- _What needs to be done_: Please transcribe only the lines that run from the line bearing "Target: man's dark hair" to the end of the entries, keeping both end lines. Skip the pictures.

Saved entries:
┌────────
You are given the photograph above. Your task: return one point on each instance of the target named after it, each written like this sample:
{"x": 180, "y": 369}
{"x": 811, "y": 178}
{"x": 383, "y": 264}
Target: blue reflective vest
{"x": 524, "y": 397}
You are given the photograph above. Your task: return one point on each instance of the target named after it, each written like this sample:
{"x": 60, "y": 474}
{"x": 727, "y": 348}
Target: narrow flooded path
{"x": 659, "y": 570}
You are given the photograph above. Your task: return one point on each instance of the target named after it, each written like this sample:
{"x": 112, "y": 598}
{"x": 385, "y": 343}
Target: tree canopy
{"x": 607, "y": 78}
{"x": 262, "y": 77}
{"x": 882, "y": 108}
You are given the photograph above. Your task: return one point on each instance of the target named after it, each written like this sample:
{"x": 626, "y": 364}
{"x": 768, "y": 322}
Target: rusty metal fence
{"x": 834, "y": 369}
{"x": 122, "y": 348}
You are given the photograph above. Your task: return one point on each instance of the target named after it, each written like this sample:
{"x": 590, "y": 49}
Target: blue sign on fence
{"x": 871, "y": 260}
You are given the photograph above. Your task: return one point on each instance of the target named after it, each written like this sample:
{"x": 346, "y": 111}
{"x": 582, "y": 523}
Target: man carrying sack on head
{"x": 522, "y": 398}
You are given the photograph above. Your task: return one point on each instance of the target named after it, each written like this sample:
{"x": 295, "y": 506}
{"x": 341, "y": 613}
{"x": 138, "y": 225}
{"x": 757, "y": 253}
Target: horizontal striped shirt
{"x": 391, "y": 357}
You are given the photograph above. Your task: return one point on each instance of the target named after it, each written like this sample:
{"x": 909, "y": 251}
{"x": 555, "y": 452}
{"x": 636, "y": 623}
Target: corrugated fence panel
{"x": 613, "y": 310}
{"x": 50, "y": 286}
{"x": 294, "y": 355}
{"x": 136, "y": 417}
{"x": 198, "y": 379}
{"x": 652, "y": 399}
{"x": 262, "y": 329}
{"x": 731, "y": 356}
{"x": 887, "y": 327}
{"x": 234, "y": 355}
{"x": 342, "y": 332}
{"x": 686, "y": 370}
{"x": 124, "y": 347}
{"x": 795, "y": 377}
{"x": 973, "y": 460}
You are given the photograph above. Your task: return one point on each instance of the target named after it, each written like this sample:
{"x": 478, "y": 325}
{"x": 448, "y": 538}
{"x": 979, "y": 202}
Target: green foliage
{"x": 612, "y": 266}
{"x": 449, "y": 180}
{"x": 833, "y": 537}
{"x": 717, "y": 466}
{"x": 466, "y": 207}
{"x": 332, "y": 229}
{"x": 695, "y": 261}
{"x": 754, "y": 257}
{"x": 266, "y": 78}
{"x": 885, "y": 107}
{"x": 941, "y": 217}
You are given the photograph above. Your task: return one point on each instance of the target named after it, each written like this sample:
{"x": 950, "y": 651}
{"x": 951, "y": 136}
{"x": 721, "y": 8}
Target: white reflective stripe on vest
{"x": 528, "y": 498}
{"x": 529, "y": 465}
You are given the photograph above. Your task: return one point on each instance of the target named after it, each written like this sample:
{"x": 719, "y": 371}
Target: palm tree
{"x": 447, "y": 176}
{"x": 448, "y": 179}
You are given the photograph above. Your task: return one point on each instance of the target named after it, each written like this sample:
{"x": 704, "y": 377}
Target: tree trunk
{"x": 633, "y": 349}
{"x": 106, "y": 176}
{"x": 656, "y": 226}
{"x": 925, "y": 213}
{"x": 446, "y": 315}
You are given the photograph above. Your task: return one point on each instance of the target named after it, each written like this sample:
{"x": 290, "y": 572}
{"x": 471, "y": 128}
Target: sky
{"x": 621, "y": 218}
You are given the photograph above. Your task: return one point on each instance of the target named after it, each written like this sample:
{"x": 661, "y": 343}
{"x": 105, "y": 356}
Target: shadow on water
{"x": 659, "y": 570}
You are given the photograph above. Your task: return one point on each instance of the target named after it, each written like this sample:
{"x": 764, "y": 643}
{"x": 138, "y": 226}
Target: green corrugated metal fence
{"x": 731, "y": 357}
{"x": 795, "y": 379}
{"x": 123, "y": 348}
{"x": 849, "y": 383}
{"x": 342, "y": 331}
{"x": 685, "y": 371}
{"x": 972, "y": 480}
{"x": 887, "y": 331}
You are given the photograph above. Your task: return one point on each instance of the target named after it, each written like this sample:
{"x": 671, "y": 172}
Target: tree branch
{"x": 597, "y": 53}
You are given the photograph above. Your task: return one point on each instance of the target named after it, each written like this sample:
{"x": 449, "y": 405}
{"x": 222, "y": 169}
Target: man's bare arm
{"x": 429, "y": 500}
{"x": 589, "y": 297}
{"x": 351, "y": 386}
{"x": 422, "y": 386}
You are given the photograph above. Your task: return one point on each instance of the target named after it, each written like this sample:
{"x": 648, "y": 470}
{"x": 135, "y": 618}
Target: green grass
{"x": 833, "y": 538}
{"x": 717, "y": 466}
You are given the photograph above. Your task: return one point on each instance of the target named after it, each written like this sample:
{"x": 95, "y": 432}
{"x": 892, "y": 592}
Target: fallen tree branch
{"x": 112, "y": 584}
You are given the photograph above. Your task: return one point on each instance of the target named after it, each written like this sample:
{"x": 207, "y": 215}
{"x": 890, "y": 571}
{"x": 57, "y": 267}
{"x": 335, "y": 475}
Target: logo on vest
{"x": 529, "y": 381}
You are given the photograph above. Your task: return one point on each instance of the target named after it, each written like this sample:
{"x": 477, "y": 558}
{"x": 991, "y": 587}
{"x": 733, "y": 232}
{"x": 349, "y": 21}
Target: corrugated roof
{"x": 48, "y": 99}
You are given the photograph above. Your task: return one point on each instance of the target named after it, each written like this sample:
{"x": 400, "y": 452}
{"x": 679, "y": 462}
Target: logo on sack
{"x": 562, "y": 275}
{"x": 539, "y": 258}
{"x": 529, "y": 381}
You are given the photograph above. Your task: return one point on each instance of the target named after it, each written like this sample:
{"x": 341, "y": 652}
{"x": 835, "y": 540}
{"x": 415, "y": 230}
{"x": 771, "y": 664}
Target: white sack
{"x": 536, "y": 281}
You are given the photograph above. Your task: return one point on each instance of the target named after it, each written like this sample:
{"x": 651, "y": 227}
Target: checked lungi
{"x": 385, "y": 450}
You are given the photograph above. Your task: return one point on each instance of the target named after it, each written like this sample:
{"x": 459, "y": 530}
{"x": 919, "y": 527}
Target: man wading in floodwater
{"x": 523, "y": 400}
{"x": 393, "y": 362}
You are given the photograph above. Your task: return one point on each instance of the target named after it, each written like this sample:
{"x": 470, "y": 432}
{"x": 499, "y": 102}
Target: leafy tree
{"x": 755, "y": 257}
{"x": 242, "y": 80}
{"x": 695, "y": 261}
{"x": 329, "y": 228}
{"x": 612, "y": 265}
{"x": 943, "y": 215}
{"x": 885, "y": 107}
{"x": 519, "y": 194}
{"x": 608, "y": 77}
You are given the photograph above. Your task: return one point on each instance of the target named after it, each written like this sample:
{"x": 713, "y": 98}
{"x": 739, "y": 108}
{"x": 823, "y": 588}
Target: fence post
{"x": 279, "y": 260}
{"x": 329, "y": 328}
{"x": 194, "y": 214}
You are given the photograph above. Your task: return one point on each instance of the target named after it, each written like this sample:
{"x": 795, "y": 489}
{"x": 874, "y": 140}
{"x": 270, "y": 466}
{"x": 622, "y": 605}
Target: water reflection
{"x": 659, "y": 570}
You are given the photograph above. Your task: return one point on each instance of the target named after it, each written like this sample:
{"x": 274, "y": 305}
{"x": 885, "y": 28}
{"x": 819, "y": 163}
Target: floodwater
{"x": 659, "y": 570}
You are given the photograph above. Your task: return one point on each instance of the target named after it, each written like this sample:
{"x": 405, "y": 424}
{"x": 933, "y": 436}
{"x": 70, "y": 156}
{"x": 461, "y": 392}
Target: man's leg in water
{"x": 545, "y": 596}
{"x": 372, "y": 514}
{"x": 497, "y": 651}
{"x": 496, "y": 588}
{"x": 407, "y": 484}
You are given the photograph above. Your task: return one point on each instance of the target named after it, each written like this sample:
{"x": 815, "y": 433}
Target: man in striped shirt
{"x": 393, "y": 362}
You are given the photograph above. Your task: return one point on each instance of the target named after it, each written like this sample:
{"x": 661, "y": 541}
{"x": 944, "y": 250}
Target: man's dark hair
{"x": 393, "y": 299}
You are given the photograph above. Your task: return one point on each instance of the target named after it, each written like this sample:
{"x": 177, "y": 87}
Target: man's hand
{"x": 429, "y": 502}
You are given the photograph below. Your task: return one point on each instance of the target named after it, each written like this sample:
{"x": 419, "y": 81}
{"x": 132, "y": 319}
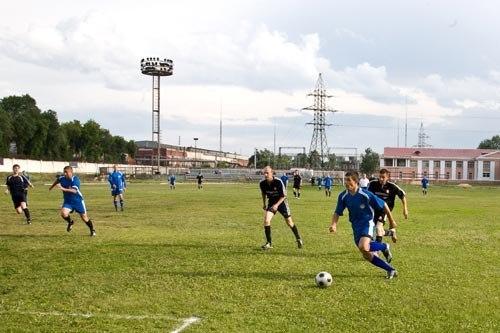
└────────
- _Task result_:
Target: man's dark hair
{"x": 393, "y": 299}
You are given the photograph above. Your task: return one point on each instance of the target named after it, each written like this sample:
{"x": 177, "y": 87}
Target: man's hand
{"x": 429, "y": 502}
You are given the photograph below. Your task: return one point on each instance of the target named after it, each written like this sample:
{"x": 419, "y": 81}
{"x": 132, "y": 319}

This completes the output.